Region annotation data:
Start
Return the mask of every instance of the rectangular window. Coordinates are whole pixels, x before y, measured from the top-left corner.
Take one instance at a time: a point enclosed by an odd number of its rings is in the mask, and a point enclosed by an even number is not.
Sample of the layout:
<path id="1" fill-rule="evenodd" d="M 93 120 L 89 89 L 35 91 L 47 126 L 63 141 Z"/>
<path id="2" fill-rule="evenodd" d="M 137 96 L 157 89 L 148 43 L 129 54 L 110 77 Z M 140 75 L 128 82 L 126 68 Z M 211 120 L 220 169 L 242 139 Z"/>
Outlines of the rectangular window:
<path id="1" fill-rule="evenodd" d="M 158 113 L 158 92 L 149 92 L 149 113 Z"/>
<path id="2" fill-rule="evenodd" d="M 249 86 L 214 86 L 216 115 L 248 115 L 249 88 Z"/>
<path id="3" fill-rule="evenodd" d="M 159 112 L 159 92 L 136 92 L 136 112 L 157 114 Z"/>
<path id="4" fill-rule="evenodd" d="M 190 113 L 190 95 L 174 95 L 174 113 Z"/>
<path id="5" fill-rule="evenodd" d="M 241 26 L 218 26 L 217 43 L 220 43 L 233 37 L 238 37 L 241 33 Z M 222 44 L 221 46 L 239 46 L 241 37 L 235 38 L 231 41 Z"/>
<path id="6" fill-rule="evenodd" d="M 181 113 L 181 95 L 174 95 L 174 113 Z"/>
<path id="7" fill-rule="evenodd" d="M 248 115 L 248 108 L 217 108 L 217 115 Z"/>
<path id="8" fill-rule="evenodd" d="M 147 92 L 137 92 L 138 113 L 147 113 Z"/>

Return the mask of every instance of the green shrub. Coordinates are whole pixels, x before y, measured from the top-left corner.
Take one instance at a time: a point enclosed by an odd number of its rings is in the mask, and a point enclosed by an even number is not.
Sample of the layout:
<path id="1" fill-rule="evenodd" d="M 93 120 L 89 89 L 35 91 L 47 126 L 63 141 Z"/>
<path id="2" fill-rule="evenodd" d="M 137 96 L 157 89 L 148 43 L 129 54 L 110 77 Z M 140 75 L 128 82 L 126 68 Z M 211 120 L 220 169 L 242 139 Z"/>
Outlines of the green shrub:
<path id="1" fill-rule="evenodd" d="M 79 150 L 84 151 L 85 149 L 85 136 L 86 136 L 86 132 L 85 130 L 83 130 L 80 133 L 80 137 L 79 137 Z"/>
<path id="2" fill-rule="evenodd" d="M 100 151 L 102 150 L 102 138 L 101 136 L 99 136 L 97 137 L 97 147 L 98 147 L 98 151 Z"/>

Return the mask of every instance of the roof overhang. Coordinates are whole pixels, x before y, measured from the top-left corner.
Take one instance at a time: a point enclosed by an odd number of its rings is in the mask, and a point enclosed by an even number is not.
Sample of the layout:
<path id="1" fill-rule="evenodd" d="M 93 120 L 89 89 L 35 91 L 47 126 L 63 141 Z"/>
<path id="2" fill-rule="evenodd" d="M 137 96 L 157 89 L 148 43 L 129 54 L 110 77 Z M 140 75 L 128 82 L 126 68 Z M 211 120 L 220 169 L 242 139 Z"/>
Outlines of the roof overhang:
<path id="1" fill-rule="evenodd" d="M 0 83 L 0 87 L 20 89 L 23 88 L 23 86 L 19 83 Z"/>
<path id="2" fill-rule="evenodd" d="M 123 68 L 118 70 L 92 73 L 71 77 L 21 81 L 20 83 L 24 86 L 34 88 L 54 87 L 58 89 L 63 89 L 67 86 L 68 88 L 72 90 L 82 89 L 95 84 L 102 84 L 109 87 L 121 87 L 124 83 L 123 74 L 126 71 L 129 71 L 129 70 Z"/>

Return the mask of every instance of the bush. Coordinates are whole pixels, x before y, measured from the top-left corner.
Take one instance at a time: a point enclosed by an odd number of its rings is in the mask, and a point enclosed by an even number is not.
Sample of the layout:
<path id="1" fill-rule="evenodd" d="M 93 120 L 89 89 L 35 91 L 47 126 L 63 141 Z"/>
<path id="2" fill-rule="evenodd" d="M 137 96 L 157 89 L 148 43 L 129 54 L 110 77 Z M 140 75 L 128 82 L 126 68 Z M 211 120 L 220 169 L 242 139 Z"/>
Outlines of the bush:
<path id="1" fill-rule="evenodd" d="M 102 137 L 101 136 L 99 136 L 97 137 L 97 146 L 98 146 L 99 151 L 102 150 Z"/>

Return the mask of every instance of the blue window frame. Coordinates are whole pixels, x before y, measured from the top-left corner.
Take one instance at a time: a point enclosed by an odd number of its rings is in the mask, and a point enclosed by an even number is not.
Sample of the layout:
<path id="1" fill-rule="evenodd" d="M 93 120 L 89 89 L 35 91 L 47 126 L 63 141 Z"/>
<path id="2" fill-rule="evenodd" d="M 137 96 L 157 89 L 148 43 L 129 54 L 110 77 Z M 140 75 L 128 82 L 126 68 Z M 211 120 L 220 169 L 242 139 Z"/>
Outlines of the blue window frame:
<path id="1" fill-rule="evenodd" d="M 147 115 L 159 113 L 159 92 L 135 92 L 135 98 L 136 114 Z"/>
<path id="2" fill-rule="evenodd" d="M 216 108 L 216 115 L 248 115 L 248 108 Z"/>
End
Aim of the task:
Please return every line of the data above unchanged, from start to finish.

Response below:
Return the mask of every instance of the rectangular window. Coordinates are whole pixels, x before y, measured from the top-left corner.
Take one instance at a time: a point enclosed by an odd number of its rings is in the mask, and a point enclosed by an even number is not.
Sample of the layout:
<path id="1" fill-rule="evenodd" d="M 93 120 L 89 89 L 35 91 L 47 126 L 63 141 Z"/>
<path id="2" fill-rule="evenodd" d="M 137 96 L 157 89 L 148 43 L 129 54 L 110 77 Z M 140 75 L 128 82 L 126 68 Z M 211 120 L 220 169 L 242 139 Z"/>
Outlines of the rectangular window:
<path id="1" fill-rule="evenodd" d="M 158 113 L 158 92 L 149 92 L 149 113 Z"/>
<path id="2" fill-rule="evenodd" d="M 249 86 L 214 86 L 216 115 L 248 115 L 249 88 Z"/>
<path id="3" fill-rule="evenodd" d="M 159 112 L 159 92 L 136 92 L 136 112 L 157 114 Z"/>
<path id="4" fill-rule="evenodd" d="M 190 113 L 190 95 L 174 95 L 174 113 Z"/>
<path id="5" fill-rule="evenodd" d="M 241 26 L 218 26 L 217 43 L 220 43 L 233 37 L 238 37 L 241 33 Z M 222 44 L 221 46 L 239 46 L 241 37 L 235 38 L 231 41 Z"/>
<path id="6" fill-rule="evenodd" d="M 181 113 L 181 95 L 174 95 L 174 113 Z"/>
<path id="7" fill-rule="evenodd" d="M 248 115 L 248 108 L 217 108 L 217 115 Z"/>
<path id="8" fill-rule="evenodd" d="M 147 92 L 137 92 L 138 113 L 147 113 Z"/>

Return the mask of every instance of the green shrub. Coordinates are whole pixels, x before y, measured from the top-left corner.
Take one instance at a time: a point enclosed by an odd number of its rings is in the mask, and a point enclosed by an even number is not.
Sample of the layout:
<path id="1" fill-rule="evenodd" d="M 93 120 L 89 89 L 35 91 L 47 126 L 63 141 Z"/>
<path id="2" fill-rule="evenodd" d="M 137 96 L 157 89 L 148 43 L 129 54 L 110 77 Z M 140 75 L 128 82 L 126 68 Z M 211 120 L 220 169 L 242 139 Z"/>
Outlines of the green shrub:
<path id="1" fill-rule="evenodd" d="M 79 150 L 84 151 L 85 149 L 85 136 L 86 136 L 86 132 L 85 130 L 83 130 L 80 133 L 80 137 L 79 137 Z"/>
<path id="2" fill-rule="evenodd" d="M 100 151 L 102 150 L 102 138 L 101 136 L 99 136 L 97 137 L 97 147 L 98 147 L 98 151 Z"/>

Return the mask of every instance of the roof overhang. Coordinates are whole pixels, x before y, measured from the top-left corner.
Take one instance at a time: a point enclosed by an odd number of its rings is in the mask, and a point enclosed by an even number is not.
Sample of the layout:
<path id="1" fill-rule="evenodd" d="M 93 120 L 89 89 L 35 91 L 47 126 L 63 141 Z"/>
<path id="2" fill-rule="evenodd" d="M 137 96 L 157 89 L 148 43 L 129 54 L 110 77 Z M 140 75 L 128 82 L 126 68 Z M 211 120 L 220 169 L 242 139 Z"/>
Outlines of the roof overhang:
<path id="1" fill-rule="evenodd" d="M 0 83 L 0 87 L 20 89 L 23 88 L 23 86 L 19 83 Z"/>
<path id="2" fill-rule="evenodd" d="M 123 68 L 118 70 L 92 73 L 71 77 L 21 81 L 20 83 L 24 86 L 34 88 L 54 87 L 58 89 L 63 89 L 67 86 L 68 88 L 72 90 L 82 89 L 95 84 L 102 84 L 109 87 L 121 87 L 124 83 L 123 74 L 126 71 L 129 71 L 129 70 Z"/>

Return the mask of every instance of the bush. Coordinates are whole pixels, x before y, measured from the top-left corner.
Take one instance at a time: a point enclosed by an odd number of its rings is in the mask, and a point enclosed by an even number is not.
Sample of the layout:
<path id="1" fill-rule="evenodd" d="M 93 120 L 89 89 L 35 91 L 47 126 L 63 141 Z"/>
<path id="2" fill-rule="evenodd" d="M 137 96 L 157 89 L 148 43 L 129 54 L 110 77 Z M 140 75 L 128 82 L 126 68 Z M 211 120 L 220 169 L 242 139 Z"/>
Outlines of the bush:
<path id="1" fill-rule="evenodd" d="M 102 137 L 101 136 L 99 136 L 97 137 L 97 146 L 98 146 L 99 151 L 102 150 Z"/>

Return the mask of every instance of the blue window frame. Coordinates are whole pixels, x before y, measured from the top-left corner.
Take one instance at a time: a point enclosed by an odd number of its rings is in the mask, and a point enclosed by an even number is not.
Sample of the layout:
<path id="1" fill-rule="evenodd" d="M 93 120 L 89 89 L 35 91 L 47 126 L 63 141 Z"/>
<path id="2" fill-rule="evenodd" d="M 137 96 L 157 89 L 148 43 L 129 54 L 110 77 Z M 140 75 L 128 82 L 126 68 Z M 211 120 L 220 169 L 242 139 Z"/>
Outlines of the blue window frame:
<path id="1" fill-rule="evenodd" d="M 147 115 L 159 113 L 159 92 L 135 92 L 135 98 L 136 114 Z"/>
<path id="2" fill-rule="evenodd" d="M 216 108 L 216 115 L 248 115 L 248 108 Z"/>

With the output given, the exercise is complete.